◆ Request
How many lines of the records below contain the string "rope"? Reply with the number alone.

+--

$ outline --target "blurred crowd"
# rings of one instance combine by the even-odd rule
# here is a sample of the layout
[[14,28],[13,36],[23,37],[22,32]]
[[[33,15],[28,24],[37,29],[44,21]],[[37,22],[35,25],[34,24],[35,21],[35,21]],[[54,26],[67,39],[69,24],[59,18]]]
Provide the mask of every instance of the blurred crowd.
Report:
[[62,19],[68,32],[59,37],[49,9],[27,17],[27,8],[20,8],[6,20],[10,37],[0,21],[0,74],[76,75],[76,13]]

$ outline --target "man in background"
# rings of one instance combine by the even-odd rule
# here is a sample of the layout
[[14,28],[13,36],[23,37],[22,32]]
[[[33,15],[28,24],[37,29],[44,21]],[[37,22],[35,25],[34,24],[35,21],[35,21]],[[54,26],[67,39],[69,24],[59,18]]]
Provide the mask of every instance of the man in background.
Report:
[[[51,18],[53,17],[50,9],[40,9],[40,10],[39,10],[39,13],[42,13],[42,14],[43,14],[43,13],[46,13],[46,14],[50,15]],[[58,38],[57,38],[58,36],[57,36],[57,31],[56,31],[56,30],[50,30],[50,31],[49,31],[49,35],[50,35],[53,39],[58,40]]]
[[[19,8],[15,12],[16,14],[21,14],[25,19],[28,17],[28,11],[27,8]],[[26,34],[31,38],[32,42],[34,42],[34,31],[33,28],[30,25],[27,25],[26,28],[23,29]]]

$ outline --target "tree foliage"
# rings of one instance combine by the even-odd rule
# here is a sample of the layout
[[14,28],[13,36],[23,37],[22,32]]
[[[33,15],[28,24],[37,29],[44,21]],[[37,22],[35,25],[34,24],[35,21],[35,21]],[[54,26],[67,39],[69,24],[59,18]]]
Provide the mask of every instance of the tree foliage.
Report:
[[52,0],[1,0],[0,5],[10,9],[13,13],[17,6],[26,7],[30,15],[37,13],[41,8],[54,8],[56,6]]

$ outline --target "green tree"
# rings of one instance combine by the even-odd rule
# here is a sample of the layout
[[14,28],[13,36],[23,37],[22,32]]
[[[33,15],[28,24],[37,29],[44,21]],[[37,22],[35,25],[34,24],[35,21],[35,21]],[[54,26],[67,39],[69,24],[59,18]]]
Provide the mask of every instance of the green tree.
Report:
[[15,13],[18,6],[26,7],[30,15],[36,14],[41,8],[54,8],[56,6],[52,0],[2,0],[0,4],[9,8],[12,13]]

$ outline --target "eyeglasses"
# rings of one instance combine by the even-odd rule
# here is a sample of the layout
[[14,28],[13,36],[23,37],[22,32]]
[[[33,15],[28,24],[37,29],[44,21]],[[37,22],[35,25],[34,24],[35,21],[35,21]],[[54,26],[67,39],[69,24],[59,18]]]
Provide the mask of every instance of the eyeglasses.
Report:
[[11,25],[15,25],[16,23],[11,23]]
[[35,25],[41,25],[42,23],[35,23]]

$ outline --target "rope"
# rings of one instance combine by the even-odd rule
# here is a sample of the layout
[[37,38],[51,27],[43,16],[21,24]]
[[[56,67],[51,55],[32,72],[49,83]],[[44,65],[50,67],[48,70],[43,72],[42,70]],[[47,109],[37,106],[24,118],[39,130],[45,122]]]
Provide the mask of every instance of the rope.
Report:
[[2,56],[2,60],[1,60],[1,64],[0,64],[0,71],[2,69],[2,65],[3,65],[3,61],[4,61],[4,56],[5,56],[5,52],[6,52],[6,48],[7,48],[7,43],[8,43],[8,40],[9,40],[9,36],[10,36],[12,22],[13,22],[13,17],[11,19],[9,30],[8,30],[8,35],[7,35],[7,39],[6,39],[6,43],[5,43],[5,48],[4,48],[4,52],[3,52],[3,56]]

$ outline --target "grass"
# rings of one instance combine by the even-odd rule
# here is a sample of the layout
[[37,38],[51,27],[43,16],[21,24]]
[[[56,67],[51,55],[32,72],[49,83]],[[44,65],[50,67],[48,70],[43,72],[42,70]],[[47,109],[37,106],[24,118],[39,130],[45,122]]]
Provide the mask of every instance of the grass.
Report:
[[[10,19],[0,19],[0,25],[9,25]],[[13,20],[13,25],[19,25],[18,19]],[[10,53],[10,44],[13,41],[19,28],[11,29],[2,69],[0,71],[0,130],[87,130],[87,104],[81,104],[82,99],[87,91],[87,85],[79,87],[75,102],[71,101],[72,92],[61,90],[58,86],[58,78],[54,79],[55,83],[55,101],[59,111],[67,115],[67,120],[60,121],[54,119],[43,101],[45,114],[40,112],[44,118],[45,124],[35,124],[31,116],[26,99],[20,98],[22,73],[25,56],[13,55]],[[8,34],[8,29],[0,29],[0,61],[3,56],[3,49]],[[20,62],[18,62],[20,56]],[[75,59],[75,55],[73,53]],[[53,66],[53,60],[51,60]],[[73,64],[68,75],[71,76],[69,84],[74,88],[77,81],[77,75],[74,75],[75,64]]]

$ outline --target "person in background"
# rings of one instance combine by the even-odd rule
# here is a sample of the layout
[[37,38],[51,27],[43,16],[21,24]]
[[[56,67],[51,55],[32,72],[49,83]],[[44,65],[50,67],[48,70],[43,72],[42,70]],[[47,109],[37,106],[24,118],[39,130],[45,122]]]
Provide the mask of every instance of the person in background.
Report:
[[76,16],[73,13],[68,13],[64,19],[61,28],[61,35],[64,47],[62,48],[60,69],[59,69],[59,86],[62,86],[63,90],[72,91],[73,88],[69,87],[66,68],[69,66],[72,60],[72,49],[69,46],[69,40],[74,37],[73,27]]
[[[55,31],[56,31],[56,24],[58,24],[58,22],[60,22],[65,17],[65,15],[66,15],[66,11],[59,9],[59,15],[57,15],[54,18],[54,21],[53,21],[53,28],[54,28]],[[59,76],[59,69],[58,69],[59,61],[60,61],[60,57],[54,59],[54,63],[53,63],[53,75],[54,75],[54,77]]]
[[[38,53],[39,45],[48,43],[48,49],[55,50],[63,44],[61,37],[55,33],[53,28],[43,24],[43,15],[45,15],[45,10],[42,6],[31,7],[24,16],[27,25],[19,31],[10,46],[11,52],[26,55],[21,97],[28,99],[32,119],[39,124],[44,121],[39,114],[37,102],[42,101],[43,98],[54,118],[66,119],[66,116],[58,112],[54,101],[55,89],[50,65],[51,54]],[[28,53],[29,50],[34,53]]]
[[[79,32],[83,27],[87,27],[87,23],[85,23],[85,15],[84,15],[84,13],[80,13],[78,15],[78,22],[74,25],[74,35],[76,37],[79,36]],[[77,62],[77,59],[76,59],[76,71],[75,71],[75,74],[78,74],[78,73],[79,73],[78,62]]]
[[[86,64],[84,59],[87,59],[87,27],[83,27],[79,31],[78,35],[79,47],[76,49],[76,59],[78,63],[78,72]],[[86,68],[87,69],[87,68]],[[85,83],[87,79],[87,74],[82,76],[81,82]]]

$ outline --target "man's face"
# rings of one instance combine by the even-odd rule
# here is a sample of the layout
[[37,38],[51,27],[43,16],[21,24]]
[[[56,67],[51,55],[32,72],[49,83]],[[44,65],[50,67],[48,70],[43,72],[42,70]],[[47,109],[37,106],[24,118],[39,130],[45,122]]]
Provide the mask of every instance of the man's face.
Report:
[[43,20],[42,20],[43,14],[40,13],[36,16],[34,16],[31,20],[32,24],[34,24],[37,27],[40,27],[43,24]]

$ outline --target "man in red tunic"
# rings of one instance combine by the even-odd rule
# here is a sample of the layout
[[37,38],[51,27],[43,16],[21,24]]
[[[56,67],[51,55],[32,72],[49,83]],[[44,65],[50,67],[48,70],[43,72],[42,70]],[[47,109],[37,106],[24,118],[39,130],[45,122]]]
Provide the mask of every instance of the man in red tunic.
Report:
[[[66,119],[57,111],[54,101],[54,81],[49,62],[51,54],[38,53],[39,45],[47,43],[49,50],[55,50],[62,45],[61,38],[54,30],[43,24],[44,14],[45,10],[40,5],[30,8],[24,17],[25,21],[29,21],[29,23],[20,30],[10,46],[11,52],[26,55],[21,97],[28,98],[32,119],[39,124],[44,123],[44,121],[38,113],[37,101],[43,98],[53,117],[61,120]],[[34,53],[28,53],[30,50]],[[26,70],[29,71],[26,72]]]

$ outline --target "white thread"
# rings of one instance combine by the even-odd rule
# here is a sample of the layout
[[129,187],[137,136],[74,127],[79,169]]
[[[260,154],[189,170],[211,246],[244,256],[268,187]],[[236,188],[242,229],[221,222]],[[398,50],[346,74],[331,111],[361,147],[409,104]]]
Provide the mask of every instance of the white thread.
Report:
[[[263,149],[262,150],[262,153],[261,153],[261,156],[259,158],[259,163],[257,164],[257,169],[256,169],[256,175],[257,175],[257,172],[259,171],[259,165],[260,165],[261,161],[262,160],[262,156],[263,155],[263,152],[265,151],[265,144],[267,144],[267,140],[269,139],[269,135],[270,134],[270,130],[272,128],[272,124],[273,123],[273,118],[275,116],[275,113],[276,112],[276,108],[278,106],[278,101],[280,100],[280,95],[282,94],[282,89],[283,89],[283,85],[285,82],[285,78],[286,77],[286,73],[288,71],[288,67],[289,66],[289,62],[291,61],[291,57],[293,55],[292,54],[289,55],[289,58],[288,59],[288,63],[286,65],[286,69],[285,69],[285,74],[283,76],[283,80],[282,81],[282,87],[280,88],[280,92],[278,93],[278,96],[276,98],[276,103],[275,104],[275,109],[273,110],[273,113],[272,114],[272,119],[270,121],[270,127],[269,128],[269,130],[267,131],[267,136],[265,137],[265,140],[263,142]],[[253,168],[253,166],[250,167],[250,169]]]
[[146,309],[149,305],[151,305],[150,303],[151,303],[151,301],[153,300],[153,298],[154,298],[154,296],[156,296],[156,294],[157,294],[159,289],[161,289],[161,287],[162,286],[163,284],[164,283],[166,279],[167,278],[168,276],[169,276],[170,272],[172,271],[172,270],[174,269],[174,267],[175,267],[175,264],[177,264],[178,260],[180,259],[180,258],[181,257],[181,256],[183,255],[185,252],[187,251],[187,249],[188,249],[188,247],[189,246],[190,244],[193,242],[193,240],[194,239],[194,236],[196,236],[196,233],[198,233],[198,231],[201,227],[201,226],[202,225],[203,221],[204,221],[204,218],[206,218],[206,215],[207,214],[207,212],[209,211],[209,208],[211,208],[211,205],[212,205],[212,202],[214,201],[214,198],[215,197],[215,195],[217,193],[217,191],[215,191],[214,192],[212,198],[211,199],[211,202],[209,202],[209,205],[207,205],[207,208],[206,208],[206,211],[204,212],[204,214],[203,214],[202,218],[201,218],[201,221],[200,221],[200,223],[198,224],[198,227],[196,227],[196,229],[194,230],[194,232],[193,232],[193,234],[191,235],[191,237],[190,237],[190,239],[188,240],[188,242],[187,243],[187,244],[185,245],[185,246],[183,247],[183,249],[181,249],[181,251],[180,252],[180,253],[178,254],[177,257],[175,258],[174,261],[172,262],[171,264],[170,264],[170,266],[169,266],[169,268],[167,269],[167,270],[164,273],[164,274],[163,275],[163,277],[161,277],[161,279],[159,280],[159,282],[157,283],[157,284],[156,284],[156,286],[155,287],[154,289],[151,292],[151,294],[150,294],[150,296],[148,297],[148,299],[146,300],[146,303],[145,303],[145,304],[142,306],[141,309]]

+--

◆ Response to this exercise
2